• _Reading passage_:
★ ★ ★ ★ ★ ★ ★

Sunday, July 29, 2012

Three Letter Word Space

I've been sitting on this one for a while, but +Karl Steinke was pondering which length of word filled the largest percentage of its possibility space.  That is, of all possible 3 (or 4 or whatever) letter combinations, what length of combination has the largest percentage of real words?  We decided it had to be short words, probably between 3 and 5, but my money is on 3, which is convenient because that's also the largest number of letters that's easy to graph (since you can put it in 3 dimensions) and the shortest length of crossword clue.  In this case, I'm using the looser definition of "word" that encompasses any 3 letter combination that shows up in one of my puzzles.

For 3 letter combinations, there are 26^3 (17576) possible values, running from AAA to ZZZ.  The official Scrabble word list has 1014 words (5.77%), and my crossword word list has 3070 words (17.5%).  Check out the full graph and some highlights below the fold.

Wednesday, July 4, 2012

Digression: Visualizing Supreme Court Cases

I lost a couple of days worth of work on the Crossword puzzle stats, and I've been working on building back the motivation to do it all over again.  But last week (the day after the Obamacare ruling in the Supreme Court) I was listening to NPR and they were talking about how polarized the court has become, as well as how "betrayed" the conservatives felt about how "their" Justice, John Roberts, voted.

So of course I thought, "that sounds like fun!".  And I tracked down an actually very nice dataset on Wikipedia for the 2000 session and onward (wiki:2000_term_opinions_of_the_Supreme_Court_of_the_United_States).

★ ★ ★ ★ ★ ★ ★

• _Supplied information_:
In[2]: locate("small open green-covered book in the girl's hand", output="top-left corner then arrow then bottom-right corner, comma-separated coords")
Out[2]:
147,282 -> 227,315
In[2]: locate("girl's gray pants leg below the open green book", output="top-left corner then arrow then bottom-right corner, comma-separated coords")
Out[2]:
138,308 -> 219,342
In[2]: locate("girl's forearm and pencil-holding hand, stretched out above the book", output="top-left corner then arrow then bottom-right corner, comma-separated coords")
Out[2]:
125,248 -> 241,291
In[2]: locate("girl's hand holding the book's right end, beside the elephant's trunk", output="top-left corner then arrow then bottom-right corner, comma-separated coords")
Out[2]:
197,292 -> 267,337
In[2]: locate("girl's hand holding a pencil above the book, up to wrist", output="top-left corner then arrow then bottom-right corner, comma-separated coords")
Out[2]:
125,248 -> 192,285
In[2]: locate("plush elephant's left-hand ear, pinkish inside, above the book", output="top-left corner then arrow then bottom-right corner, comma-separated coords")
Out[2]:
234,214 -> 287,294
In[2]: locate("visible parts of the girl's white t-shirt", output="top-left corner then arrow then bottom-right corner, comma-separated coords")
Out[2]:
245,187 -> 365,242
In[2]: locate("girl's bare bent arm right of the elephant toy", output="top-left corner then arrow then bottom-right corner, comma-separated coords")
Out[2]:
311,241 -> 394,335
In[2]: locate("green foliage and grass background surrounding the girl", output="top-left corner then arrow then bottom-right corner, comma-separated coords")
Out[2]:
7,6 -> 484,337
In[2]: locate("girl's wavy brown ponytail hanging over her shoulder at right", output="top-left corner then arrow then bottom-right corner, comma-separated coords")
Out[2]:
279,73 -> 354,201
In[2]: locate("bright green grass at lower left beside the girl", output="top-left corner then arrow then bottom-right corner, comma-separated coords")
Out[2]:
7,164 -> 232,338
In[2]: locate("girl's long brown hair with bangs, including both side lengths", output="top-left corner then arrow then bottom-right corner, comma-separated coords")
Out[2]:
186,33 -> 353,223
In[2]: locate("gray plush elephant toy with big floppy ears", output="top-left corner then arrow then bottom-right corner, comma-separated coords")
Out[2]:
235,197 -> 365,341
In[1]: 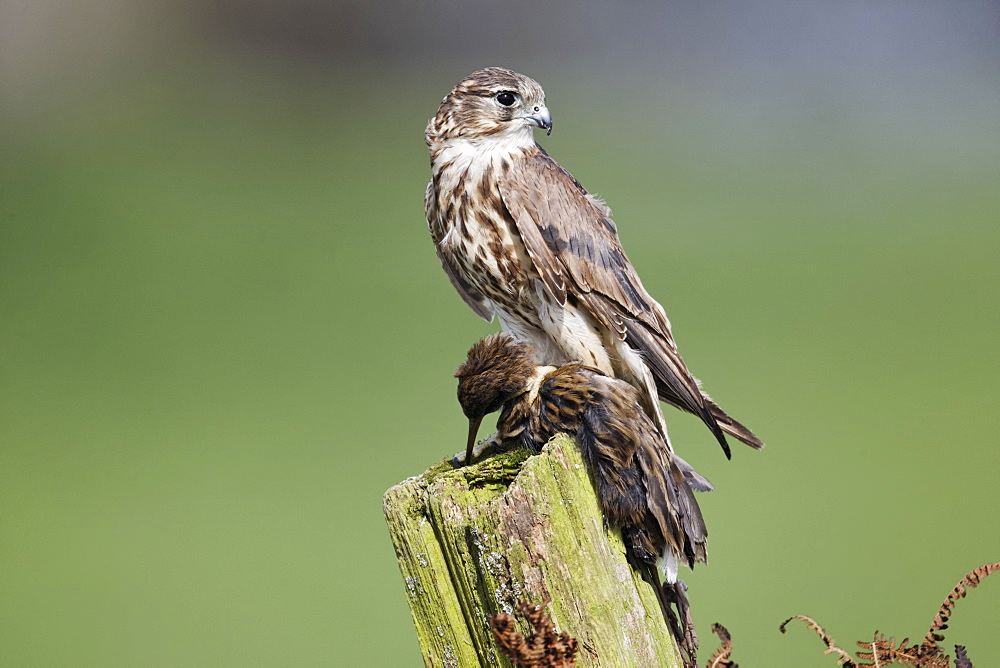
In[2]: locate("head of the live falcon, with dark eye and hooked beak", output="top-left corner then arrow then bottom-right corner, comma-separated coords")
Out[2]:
427,67 -> 552,140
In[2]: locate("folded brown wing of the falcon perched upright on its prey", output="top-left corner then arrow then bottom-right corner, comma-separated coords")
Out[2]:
500,148 -> 759,453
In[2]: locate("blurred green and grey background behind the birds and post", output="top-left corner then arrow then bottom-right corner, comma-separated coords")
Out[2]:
0,0 -> 1000,666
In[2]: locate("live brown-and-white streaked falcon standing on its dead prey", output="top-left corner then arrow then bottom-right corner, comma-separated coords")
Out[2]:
424,67 -> 763,457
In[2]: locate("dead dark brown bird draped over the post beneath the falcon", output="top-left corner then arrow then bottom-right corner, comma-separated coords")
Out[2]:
455,332 -> 712,655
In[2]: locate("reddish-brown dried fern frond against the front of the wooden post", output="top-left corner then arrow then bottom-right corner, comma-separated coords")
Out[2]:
490,599 -> 579,668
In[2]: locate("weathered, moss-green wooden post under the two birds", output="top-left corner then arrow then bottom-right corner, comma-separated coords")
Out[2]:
383,435 -> 682,667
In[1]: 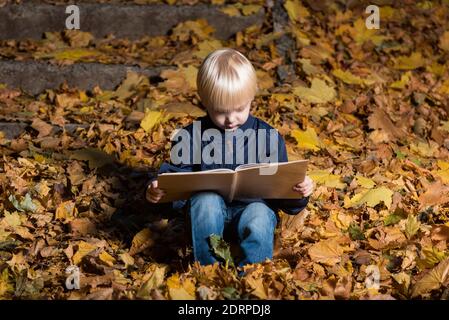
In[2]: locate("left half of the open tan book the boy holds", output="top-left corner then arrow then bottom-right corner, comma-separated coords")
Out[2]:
158,169 -> 235,203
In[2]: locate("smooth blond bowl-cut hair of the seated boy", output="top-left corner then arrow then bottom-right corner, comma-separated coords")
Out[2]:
196,48 -> 257,112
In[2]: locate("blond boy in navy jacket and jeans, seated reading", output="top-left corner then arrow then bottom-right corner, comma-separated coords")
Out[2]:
146,48 -> 313,266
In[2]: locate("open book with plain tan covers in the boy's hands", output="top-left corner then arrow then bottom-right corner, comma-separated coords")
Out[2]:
158,160 -> 309,202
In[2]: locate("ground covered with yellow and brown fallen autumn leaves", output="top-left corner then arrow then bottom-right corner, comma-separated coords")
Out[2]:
0,0 -> 449,299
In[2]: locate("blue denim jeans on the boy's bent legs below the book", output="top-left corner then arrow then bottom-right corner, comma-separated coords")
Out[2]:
188,192 -> 277,266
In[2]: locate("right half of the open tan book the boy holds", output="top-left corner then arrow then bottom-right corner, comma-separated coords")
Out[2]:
234,160 -> 308,199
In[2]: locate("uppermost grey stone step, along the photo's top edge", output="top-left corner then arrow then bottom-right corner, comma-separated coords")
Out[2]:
0,1 -> 265,40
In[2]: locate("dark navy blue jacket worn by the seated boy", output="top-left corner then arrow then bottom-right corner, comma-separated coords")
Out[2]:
150,115 -> 309,215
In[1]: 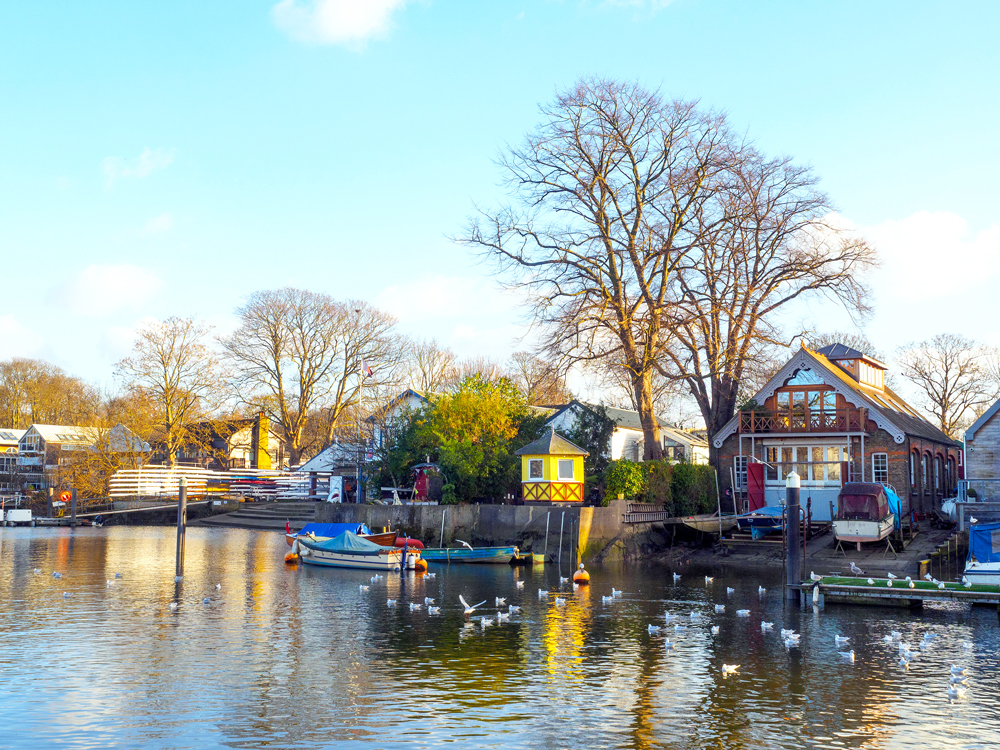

★ ★ ★ ★ ★ ★ ★

• _What needs to be done_:
According to the blog page, how many three-letter words are in the official Scrabble word list? Please rely on the blog page alone here, not on the lines.

• _Response_:
1014 words, or 5.77% of the possible combinations.